* **RAW RECORDS**
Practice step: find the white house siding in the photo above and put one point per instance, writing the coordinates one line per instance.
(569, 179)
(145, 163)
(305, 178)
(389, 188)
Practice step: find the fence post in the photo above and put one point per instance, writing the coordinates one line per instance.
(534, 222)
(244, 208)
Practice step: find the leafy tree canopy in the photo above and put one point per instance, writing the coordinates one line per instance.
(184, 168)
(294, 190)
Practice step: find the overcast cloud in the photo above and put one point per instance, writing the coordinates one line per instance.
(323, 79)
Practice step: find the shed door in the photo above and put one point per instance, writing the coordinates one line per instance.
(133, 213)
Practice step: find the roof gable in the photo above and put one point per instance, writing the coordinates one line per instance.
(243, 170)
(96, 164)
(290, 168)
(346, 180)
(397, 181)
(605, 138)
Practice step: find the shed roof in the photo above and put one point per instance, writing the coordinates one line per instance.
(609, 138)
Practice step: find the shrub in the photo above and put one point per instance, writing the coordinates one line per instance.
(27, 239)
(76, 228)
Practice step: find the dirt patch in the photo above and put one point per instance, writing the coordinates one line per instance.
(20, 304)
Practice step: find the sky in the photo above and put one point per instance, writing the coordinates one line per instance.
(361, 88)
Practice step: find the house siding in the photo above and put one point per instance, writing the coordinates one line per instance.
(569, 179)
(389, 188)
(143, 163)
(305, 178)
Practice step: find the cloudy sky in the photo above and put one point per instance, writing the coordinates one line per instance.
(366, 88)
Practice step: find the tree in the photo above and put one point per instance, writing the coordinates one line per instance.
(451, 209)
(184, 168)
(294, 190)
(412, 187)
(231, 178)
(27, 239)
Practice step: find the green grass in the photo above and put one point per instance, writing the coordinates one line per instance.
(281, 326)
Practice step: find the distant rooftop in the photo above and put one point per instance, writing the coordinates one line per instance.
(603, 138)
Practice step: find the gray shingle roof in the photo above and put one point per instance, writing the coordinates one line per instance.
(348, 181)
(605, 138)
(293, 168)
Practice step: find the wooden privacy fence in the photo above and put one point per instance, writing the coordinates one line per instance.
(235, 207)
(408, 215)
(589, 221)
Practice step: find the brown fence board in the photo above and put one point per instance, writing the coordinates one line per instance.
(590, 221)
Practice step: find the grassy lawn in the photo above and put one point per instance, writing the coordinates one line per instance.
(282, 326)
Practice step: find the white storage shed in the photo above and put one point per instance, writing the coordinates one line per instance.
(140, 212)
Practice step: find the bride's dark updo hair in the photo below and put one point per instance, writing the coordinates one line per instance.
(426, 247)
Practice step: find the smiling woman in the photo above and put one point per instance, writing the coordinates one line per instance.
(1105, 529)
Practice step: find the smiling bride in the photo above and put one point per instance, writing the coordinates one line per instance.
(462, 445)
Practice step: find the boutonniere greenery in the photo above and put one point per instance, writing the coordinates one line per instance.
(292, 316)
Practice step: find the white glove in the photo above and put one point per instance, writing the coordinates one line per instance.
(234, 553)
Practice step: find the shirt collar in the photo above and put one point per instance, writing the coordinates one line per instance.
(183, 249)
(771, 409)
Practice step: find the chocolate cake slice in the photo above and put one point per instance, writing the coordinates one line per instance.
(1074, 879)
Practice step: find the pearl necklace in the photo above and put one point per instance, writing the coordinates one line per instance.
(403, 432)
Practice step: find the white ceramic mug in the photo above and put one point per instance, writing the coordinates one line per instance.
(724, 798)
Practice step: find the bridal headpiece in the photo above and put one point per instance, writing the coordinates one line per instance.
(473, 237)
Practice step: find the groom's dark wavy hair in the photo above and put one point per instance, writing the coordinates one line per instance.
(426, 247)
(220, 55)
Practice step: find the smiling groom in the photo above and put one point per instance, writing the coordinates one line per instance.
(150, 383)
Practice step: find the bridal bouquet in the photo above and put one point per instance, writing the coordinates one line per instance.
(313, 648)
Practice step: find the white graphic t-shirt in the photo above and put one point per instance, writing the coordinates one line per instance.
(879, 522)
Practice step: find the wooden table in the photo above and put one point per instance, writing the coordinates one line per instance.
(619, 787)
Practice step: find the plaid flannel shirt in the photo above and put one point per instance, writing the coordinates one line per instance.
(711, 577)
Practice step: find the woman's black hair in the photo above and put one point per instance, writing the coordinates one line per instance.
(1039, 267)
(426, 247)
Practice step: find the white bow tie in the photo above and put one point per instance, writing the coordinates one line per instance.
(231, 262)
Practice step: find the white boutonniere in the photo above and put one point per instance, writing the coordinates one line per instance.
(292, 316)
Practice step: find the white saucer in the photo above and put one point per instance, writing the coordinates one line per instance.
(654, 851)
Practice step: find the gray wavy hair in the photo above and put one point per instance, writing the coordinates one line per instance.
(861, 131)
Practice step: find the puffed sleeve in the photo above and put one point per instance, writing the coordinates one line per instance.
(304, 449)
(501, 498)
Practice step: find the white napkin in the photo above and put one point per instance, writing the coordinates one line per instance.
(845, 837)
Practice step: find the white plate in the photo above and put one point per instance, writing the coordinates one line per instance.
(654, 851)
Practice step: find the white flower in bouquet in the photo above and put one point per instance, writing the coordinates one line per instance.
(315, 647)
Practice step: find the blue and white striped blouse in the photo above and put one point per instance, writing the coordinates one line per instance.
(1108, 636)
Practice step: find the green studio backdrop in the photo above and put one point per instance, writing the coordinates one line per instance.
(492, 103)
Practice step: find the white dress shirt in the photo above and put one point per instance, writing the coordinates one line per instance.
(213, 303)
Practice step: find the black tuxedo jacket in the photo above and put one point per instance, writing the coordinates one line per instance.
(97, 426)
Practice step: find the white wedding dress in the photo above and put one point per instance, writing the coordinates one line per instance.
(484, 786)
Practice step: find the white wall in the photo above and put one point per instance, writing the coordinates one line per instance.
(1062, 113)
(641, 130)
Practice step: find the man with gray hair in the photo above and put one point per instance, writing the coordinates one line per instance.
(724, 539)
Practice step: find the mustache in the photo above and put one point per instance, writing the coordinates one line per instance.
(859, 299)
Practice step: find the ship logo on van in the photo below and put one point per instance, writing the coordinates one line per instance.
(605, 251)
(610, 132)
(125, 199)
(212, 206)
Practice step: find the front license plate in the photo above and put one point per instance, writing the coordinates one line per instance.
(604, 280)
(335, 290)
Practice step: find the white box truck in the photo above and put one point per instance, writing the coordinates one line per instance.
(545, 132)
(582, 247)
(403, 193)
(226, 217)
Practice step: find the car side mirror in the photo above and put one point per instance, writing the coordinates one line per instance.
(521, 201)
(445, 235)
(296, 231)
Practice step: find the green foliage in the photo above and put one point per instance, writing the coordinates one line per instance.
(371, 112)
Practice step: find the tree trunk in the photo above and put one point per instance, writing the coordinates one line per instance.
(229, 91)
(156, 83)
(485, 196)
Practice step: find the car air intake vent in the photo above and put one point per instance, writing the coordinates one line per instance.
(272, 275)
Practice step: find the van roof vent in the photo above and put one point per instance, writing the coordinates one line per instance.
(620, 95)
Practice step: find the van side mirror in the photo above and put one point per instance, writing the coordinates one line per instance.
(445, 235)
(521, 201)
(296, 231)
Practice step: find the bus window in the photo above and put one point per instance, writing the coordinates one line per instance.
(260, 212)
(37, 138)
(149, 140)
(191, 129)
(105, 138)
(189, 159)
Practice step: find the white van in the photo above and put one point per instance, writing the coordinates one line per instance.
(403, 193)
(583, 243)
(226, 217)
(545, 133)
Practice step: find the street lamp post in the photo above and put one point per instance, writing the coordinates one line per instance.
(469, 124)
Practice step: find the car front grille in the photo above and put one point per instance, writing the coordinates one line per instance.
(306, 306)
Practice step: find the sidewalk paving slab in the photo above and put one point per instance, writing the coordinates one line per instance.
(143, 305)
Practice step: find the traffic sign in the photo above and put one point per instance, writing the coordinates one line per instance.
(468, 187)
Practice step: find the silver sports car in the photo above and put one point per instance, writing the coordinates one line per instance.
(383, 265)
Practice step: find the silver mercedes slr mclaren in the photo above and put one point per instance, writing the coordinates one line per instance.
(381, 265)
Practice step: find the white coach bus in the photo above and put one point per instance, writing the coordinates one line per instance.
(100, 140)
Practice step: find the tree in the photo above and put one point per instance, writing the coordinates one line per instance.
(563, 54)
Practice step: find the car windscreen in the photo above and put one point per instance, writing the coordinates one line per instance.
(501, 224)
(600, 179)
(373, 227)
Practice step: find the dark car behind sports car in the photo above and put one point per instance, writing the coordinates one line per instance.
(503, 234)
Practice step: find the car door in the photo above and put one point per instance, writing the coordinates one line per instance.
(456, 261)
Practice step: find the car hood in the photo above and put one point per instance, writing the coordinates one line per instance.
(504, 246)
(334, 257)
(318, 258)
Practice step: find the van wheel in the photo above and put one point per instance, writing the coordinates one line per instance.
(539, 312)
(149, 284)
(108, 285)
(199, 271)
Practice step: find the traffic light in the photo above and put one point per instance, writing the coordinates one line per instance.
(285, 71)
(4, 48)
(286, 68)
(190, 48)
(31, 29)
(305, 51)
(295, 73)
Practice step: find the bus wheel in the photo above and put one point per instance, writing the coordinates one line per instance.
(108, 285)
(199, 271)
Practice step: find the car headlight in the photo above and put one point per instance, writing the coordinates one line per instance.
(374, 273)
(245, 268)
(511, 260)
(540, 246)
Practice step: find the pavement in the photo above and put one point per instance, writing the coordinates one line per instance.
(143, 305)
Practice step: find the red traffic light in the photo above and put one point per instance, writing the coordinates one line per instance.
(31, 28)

* **WHAT YOU ARE ASKED TO DO**
Repeat, with no changes, each line from the one with "Practice step: find the silver sports" to the end of the listing, including both ends and nothing else.

* **THE RESPONSE**
Practice step: find the silver sports car in the photo above and put one point per instance, writing the coordinates one line per instance.
(383, 265)
Practice step: find the silver mercedes slr mclaren in the photo above and put one point per instance, writing the coordinates one line per instance.
(381, 265)
Practice step: find the white coach bus in the photo above and put one point per instance, writing the coordinates one line per instance.
(100, 140)
Practice step: find the tree in the photo above and put one point per instance, writing the coordinates one line per instance.
(563, 54)
Practice step: find the car windscreen in the photo above and put one point per instance, writing the coordinates one line per instance.
(501, 224)
(600, 179)
(373, 227)
Practice step: find the dark car behind sports car in the photo above and put one point per instance, writing the coordinates one line per instance.
(503, 234)
Practice step: find the car door in the photo above and put one point per instance, writing the coordinates one line per instance.
(456, 261)
Practice step: find the car hood in the photo above and put one point per instance, writing the coordinates one line per instance.
(504, 246)
(334, 257)
(318, 258)
Practice step: find the van wheel in the photo above and put one point per instance, writing the coordinates one line per instance.
(539, 312)
(149, 284)
(108, 285)
(199, 271)
Practice step: find the traffic light in the photo above and put one point per instance, writing the coordinates one line per instance.
(285, 71)
(4, 48)
(286, 68)
(190, 48)
(31, 29)
(305, 51)
(295, 73)
Practice step: find the bus wheel in the photo above and put one point per instance, writing the coordinates one line per instance.
(108, 285)
(199, 271)
Practice step: find the car headlight in the photo above and put one point per instance, writing the coordinates one line per instance.
(374, 273)
(245, 268)
(511, 260)
(540, 246)
Practice step: find the pavement in the photo above and put one point per instance, writing the coordinates one line per instance.
(143, 305)
Practice step: find the red traffic light in the photo above and put one point per instance, writing the coordinates one line per instance.
(31, 28)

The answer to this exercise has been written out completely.